# Testo pagina
______

La Dottrina della Fede ispira e accompagna da sempre l’esistenza di don Claudio Crescimanno, sacerdote di profonda cultura e conoscenza teologica da preservarne ogni segno come nel suo percorso anche nella diocesi di Gubbio da parroco a Cantiano nel 2009. Un martire del nostro tempo, in una Chiesa minata alle fondamenta tra relativismo e scandali, che è salito suo malgrado alla ribalta della cronaca nazionale perché nella diocesi di Reggio Emilia, dove si è trasferito sebbene incardinato in quella di Isernia-Venafro, si macchierebbe della colpa di celebrare in un capannone della sua tenuta la messa in latino secondo il rito tridentino, conosciuta come la “messa tradizionale” ripristinata con motu proprio da Papa Benedetto XVI.

Don Claudio, 55 anni, viene bollato come prete abusivo poiché sarebbe circondato da fedeli per il rito in latino nella cooperativa agricola Sant’Isidoro a Casalgrande Alta, al confine tra Reggio e Modena, che la diocesi non vede di buon’occhio tanto da averlo diffidato. Tra storie di preti e seminaristi gay, pedofili e coinvolti nelle peggiori vicende di cronaca e di esercizio del sacerdozio, ora il problema è un consacrato che suscita la morbosa attenzione dei media, sobillati da gole profonde e affiliati delle gerarchie ecclesiastiche, per aver trovato un pezzo di terra da lavorare e dove accoglie famiglie e amici ai quali insegna e che guida spiritualmente.

______

# Cosa farai
Scrivi il seguito del testo su don Claudio Crescimanno, ripartendo subito dopo l'ultima frase.

# Estratto dati
______

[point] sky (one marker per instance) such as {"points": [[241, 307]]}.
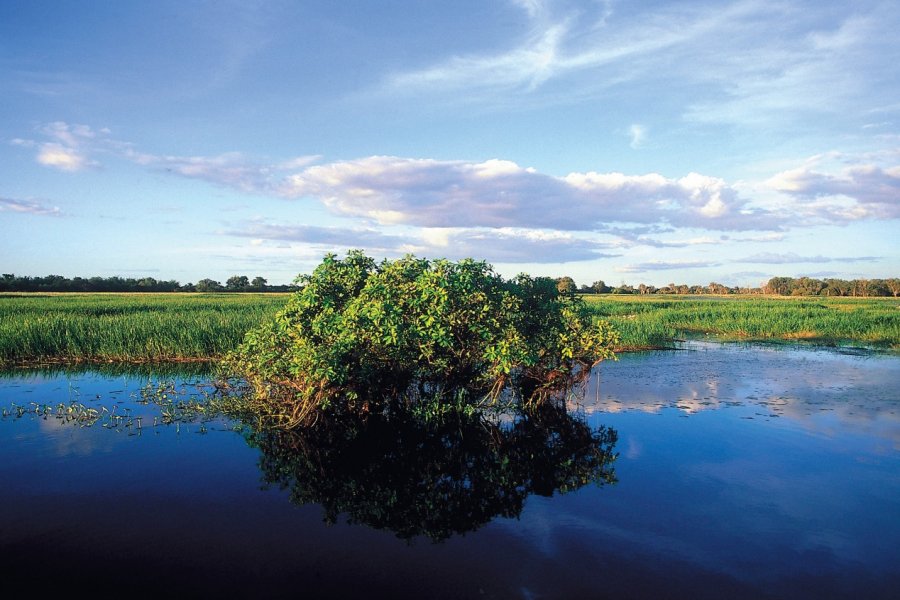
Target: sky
{"points": [[629, 142]]}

______

# Spazio risposta
La stima verso don Claudio è diffusa e delle sue impronte teologiche ci sono tracce profonde, come la partecipazione a conferenze e convegni insieme a relatori tra i più prestigiosi del panorama culturale cattolico.
Don Claudio, che ha la sua famiglia a Modena, ormai da tempo si è stabilito a Casalgrande, nel distretto ceramico, dove ha radunato una comunità che si ritrova quasi quotidianamente anche per percorsi formativi e di preghiera. Alla diocesi questa cosa non va giù e ha informato della vicenda anche la Santa Sede diffidando con una serie di raccomandate e messaggi consegnati direttamente, ai quali don Claudio non sta dando risposta dopo aver cercato invano di incontrare il vescovo.

La persecuzione verso il prete si spinge oltre, tra gli anatemi sulle normative anti contagio che non verrebbero rispettate e un’ispezione degli uffici comunali per una struttura in telaio metallico non autorizzata con ordinanza del sindaco di immediata rimozione. I giornalisti pressano gli abitanti della zona e inseguono lo stesso don Claudio, restando sui “si dice” e facendo processi sommari.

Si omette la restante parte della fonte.